Extracted data entries:
________________________

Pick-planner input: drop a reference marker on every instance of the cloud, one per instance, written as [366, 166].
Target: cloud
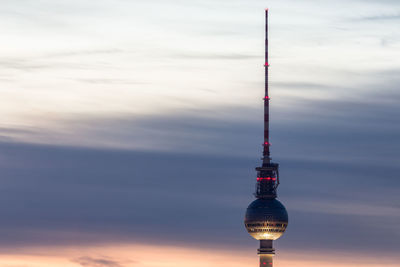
[382, 17]
[97, 262]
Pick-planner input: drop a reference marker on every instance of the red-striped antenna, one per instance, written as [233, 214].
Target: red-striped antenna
[266, 152]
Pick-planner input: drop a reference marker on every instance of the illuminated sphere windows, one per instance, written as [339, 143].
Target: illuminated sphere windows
[266, 219]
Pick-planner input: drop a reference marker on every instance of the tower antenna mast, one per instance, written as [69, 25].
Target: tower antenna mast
[266, 152]
[266, 218]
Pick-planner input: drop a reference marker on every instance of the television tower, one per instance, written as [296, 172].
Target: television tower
[266, 218]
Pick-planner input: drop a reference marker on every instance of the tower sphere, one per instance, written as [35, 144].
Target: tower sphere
[266, 219]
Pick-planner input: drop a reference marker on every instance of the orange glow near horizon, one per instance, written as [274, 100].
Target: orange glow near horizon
[170, 256]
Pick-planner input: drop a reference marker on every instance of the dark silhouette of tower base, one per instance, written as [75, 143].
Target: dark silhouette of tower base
[266, 218]
[266, 253]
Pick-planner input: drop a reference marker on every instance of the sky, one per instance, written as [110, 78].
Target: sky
[130, 130]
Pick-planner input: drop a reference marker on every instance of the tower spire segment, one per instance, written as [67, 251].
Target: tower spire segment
[266, 218]
[266, 152]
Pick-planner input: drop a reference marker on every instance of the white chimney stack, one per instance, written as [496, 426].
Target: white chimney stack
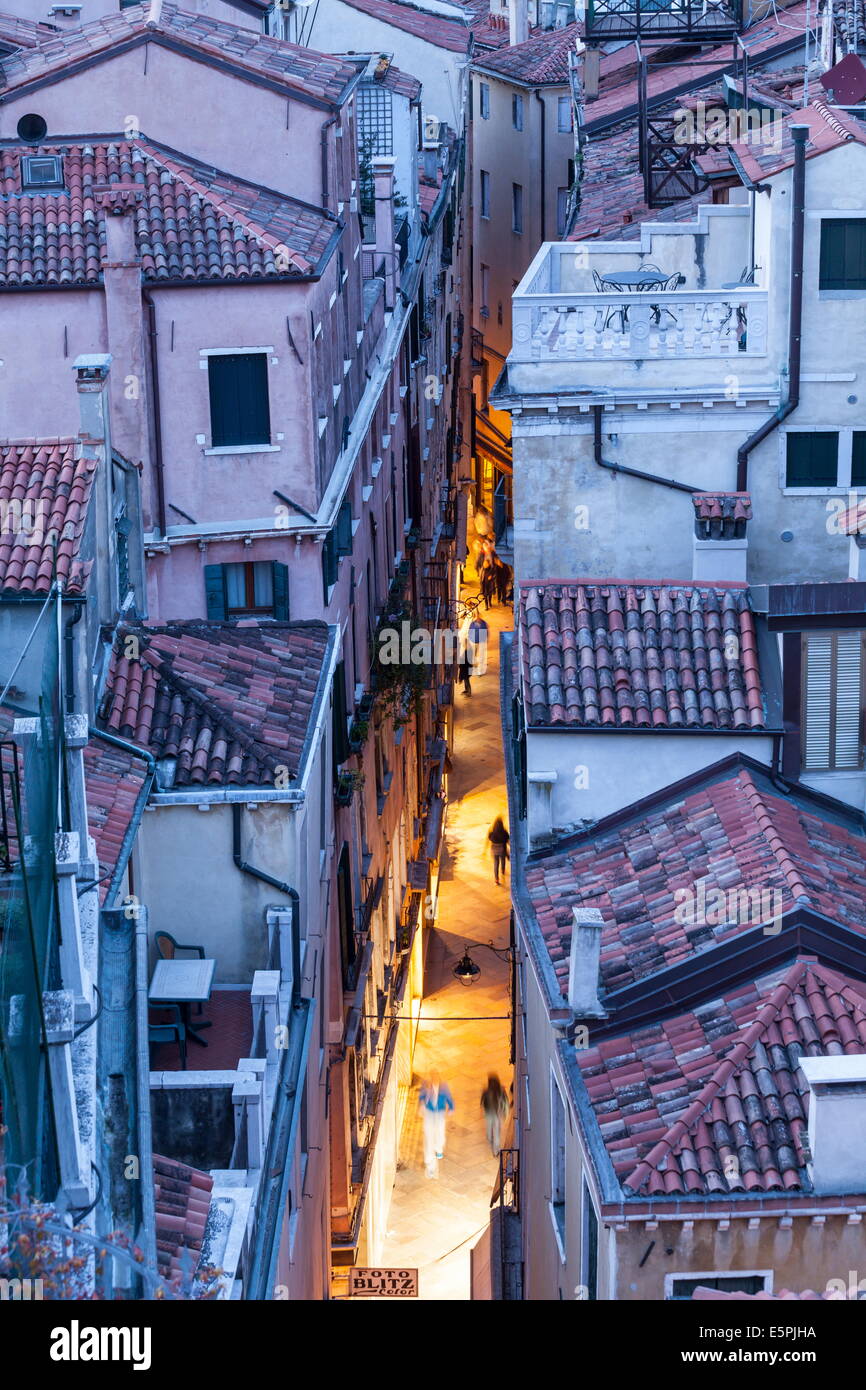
[720, 545]
[584, 963]
[837, 1122]
[519, 21]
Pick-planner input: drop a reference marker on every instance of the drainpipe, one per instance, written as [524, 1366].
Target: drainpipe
[622, 467]
[68, 651]
[541, 103]
[157, 426]
[282, 887]
[324, 160]
[798, 216]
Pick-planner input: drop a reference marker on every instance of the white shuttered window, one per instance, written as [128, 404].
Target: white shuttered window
[833, 701]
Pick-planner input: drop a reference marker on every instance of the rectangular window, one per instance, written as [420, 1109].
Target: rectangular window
[833, 701]
[843, 264]
[683, 1286]
[558, 1165]
[517, 207]
[485, 289]
[812, 459]
[562, 210]
[239, 412]
[255, 588]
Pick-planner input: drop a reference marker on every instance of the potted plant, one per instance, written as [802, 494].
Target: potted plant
[346, 786]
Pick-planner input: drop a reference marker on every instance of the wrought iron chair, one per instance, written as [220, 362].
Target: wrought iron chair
[170, 1030]
[168, 948]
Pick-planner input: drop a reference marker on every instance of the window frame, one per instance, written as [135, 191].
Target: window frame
[833, 699]
[484, 193]
[517, 207]
[205, 360]
[840, 285]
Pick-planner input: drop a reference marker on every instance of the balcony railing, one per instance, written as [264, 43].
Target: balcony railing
[680, 324]
[715, 20]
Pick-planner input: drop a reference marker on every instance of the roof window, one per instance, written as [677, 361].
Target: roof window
[41, 171]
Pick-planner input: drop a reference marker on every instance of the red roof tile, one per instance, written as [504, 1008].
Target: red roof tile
[640, 656]
[713, 1101]
[302, 70]
[541, 60]
[192, 223]
[45, 489]
[699, 866]
[829, 129]
[439, 29]
[182, 1205]
[228, 704]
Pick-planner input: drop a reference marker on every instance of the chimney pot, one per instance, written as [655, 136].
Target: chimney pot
[584, 963]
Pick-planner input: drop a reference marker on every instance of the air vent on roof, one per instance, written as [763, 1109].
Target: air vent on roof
[41, 171]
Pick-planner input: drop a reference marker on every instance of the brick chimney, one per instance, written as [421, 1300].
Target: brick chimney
[584, 963]
[382, 182]
[720, 545]
[519, 21]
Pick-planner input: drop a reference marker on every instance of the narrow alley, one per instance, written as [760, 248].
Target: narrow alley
[464, 1029]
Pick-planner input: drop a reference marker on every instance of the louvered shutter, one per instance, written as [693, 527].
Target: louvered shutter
[281, 591]
[833, 680]
[214, 592]
[847, 724]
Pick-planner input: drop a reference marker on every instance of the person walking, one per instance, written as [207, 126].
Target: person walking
[499, 838]
[435, 1101]
[503, 581]
[495, 1105]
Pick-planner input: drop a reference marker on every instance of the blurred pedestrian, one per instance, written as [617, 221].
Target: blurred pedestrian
[435, 1101]
[503, 580]
[499, 837]
[495, 1105]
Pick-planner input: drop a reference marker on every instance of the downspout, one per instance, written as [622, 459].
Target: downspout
[324, 160]
[275, 883]
[68, 652]
[622, 467]
[541, 102]
[157, 426]
[136, 811]
[798, 216]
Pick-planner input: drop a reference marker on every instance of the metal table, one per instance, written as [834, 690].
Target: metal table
[184, 983]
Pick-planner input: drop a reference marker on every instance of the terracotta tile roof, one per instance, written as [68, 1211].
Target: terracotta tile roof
[713, 1101]
[192, 223]
[45, 489]
[24, 34]
[829, 129]
[182, 1204]
[114, 780]
[640, 656]
[649, 872]
[619, 93]
[302, 70]
[228, 702]
[439, 29]
[722, 513]
[541, 60]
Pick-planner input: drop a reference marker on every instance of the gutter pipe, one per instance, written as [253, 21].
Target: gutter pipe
[798, 216]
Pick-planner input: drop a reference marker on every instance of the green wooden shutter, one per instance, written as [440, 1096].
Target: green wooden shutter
[344, 528]
[239, 410]
[214, 592]
[281, 591]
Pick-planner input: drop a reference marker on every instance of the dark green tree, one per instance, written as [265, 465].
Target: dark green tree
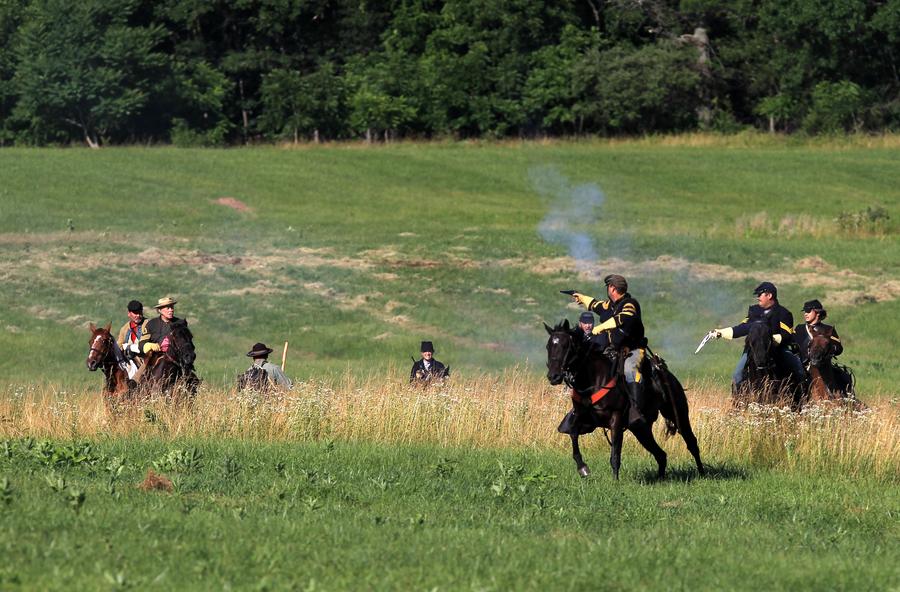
[81, 67]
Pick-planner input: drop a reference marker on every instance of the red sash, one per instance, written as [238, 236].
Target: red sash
[604, 390]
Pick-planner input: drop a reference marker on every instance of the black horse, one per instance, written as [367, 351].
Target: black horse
[765, 381]
[172, 371]
[599, 399]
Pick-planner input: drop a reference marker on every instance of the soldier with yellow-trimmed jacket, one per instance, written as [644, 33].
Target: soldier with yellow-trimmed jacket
[621, 324]
[155, 332]
[780, 322]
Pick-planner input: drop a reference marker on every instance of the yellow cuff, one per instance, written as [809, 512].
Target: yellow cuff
[606, 325]
[584, 300]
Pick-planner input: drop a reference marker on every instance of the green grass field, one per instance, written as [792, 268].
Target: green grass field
[354, 255]
[326, 516]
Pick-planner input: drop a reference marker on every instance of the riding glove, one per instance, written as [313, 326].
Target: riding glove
[583, 300]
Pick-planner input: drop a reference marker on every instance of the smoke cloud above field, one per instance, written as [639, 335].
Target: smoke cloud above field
[571, 211]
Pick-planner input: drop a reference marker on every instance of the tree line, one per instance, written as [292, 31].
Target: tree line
[218, 72]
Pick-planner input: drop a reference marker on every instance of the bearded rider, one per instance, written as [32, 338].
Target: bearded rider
[621, 325]
[155, 332]
[780, 321]
[814, 314]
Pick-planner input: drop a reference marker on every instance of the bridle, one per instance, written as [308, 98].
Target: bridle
[104, 338]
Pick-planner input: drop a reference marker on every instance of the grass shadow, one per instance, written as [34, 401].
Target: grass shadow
[688, 473]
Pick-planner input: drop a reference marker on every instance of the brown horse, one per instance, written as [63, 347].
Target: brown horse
[827, 382]
[102, 355]
[599, 399]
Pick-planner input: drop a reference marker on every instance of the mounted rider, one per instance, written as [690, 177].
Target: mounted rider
[129, 338]
[814, 314]
[779, 320]
[155, 332]
[622, 328]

________________________

→ **EXERCISE DESCRIPTION**
Reproduce each line of the records exactly, and omit every picture.

→ **WRITTEN REPLY**
Pick-planner input: drop a reference marker on every instance of the cloud, one per instance, written as [366, 166].
Target: cloud
[382, 17]
[97, 262]
Pick-planner input: drop a reference marker on every instance of the red-striped antenna, one per instance, written as [233, 214].
Target: red-striped antenna
[266, 152]
Pick-planner input: drop a reference marker on every instance of the illuminated sphere windows, one per instance, written as [339, 143].
Target: illuminated sphere windows
[266, 219]
Pick-planner input: drop a reference marker on every instance of the tower antenna mast, one per instance, written as [69, 25].
Target: tower antenna mast
[266, 152]
[266, 218]
Pick-planner input: drop a reference marker on every instance of the television tower, one per instance, written as [296, 172].
Target: television tower
[266, 218]
Pick-planner input: drop a reference marker on every instance of the tower sphere, one per instance, written as [35, 144].
Target: tower sphere
[266, 219]
Pick-planner input: drop a reference marker on every instance of the orange glow near horizon, one per instance, written as [274, 100].
Target: orange glow near horizon
[170, 256]
Pick-planner input: drop a reference marker on every instance of the dark silhouette of tower base, one per instance, written as [75, 143].
Target: dark silhouette of tower base
[266, 218]
[266, 253]
Pick-planner input: drop a reference marker on every instance of the sky, one per instance, written as [110, 78].
Target: sky
[130, 130]
Pick-planner input: drop a reference marker on every instance of the tower spire segment, one per instance, written as [67, 251].
Target: tower spire segment
[266, 218]
[266, 152]
Pick-planner input: drop a reference marker on every instance of the white chimney stack, one per instance, written as [496, 426].
Target: white chimney stack
[720, 545]
[584, 963]
[837, 1122]
[519, 21]
Pick-planner input: drop a reference marker on every instance of the drainpipe, one per instance, written as [524, 1366].
Target: drainpipe
[622, 467]
[68, 651]
[541, 103]
[157, 426]
[282, 887]
[324, 160]
[798, 216]
Pick-planner input: drop a reference marker on every instance of the white shuttered window, one per instance, written as [128, 404].
Target: white shuttered window
[833, 701]
Pick-planner input: drop a reference marker on every instance of the rectangular window, one per instance, written as [420, 1109].
Target: rectangular window
[833, 701]
[843, 264]
[683, 1286]
[558, 1165]
[517, 207]
[485, 289]
[812, 459]
[562, 210]
[239, 412]
[255, 588]
Pick-planner input: drop a reference marker on every instance of the potted plant, one per instance, written as [802, 494].
Target: potted plant
[346, 786]
Pick-planner input: drop a reference marker on every instance of the wrought iron chair, one per instance, written as [220, 362].
Target: wrought iron chair
[170, 1030]
[168, 948]
Pick-planner input: drop a reference marker on every instance of the window frame, one per instance, written as [135, 191].
Target: window frame
[833, 699]
[484, 193]
[517, 207]
[205, 360]
[840, 285]
Pick-planner input: drop a reference marker on every instance of the balcony railing, one per instance, written as [264, 43].
Target: balcony railing
[680, 324]
[715, 20]
Pick-planner input: drop a reference marker on every instance of the roof window, one per instance, written as [677, 361].
Target: roof window
[41, 171]
Pick-planner input: drop a reference marker on every instance of the red roof tile, one per instance, written as [504, 1008].
Target: red roof tile
[640, 656]
[713, 1101]
[302, 70]
[541, 60]
[192, 223]
[45, 489]
[699, 866]
[829, 129]
[439, 29]
[182, 1205]
[228, 704]
Pick-planner input: drop a reference marker on every instance of the chimney pot, one per instance, written as [655, 136].
Target: chimney pot
[584, 963]
Pick-planner input: drop a reference marker on every instance of the air vent on roof, one per instance, written as [763, 1109].
Target: air vent on roof
[41, 171]
Pick-planner input: drop a reference marker on every instance of the brick chimney, one per instance, written as [421, 1300].
Target: brick chimney
[584, 963]
[382, 182]
[720, 545]
[519, 21]
Pick-planner input: drop a reference marker on every instance of the narrow alley, one per instance, written as [760, 248].
Target: narrow alley
[464, 1029]
Pick-planner input: drop a reference marker on every instance of the louvered shutter, one per instance, written as [693, 527].
Target: louvered shutter
[281, 591]
[833, 680]
[214, 592]
[847, 724]
Pick-planner input: drop a reference marker on every instance of the person walking, one per instance, written as [207, 126].
Target: person walking
[499, 838]
[435, 1101]
[503, 581]
[495, 1105]
Pick-planner input: drop a reference marker on every instance of the blurred pedestrian, one per instance, written as [617, 221].
Target: blurred pedestrian
[435, 1101]
[503, 580]
[499, 837]
[495, 1105]
Pick-planner input: drop a reference marker on every instance of the downspout, one per instance, written as [622, 459].
Target: downspout
[324, 160]
[275, 883]
[68, 652]
[622, 467]
[541, 102]
[157, 426]
[136, 811]
[798, 216]
Pick-planner input: drop a reference marker on every instance of the metal table, one per instance, written as [834, 690].
Target: metal table
[184, 983]
Pick-planner input: drop a reference marker on every instance of the terracotta tile roof, one per instance, written as [68, 1211].
Target: terracotta tile roof
[713, 1101]
[192, 223]
[45, 489]
[24, 34]
[829, 129]
[182, 1204]
[114, 780]
[640, 656]
[649, 872]
[619, 93]
[302, 70]
[228, 702]
[439, 29]
[722, 513]
[541, 60]
Pick-planner input: drop a reference marker on every instance of the gutter pipe, one per instance, written as [253, 21].
Target: gutter pipe
[798, 216]
Pick-planner input: drop a reference marker on every instance of the green wooden shutter, one per instance, written as [440, 1096].
Target: green wooden shutter
[344, 528]
[239, 410]
[214, 592]
[281, 591]
Pick-planner input: drop a reference marker on every instance of the dark green tree, one per instance, written as [265, 465].
Target: dark green tree
[81, 67]
Pick-planner input: drop a reference marker on every instance of the red sash, one per instance, written as [238, 236].
Target: red sash
[604, 390]
Pick-planner input: drop a reference marker on every instance of the black horse, one per instance, written as [367, 351].
Target: black horse
[765, 381]
[172, 371]
[599, 399]
Pick-planner input: drop a reference marker on every instance of the soldier with yellow-trimmed jacket, one per instance, written as [644, 33].
Target: soldier with yellow-trimmed jacket
[621, 324]
[155, 332]
[780, 322]
Pick-planner input: drop a reference marker on every instance of the yellow cuff, one per instance, written as [809, 512].
Target: yellow cuff
[606, 325]
[584, 300]
Pick-planner input: drop a reference marker on every instance of the green grass field, one per instance, written as [792, 268].
Target: green grass field
[354, 255]
[326, 516]
Pick-planner input: drop a reference marker on every instance of the riding glove, one per instance, written as [313, 326].
Target: riding glove
[583, 300]
Pick-planner input: drop a reference marker on every instance of the smoke cloud above field, one per instance, written as [639, 335].
Target: smoke cloud above field
[571, 211]
Pick-planner input: drop a reference marker on every instance of the tree line, one per instance, written as [292, 31].
Target: tree line
[218, 72]
Pick-planner input: drop a reference marker on every instance of the bearded rider, one per instance, written as [32, 338].
Target: bearded rider
[621, 325]
[155, 332]
[780, 321]
[814, 314]
Pick-planner input: drop a reference marker on every instance of the bridle, one per instance, written as [308, 98].
Target: bridle
[104, 338]
Pick-planner input: drop a reference marker on every instance of the grass shadow, one per instance, written as [34, 401].
Target: grass shadow
[688, 473]
Pick-planner input: drop a reference marker on every instance of the brown horse, one per instance, written as [63, 347].
Target: brown horse
[827, 382]
[102, 355]
[599, 399]
Pick-planner input: drop a reference marker on every instance of the mounted rider, one per instance, written as [690, 177].
Target: mounted rider
[129, 338]
[814, 314]
[779, 320]
[155, 332]
[622, 328]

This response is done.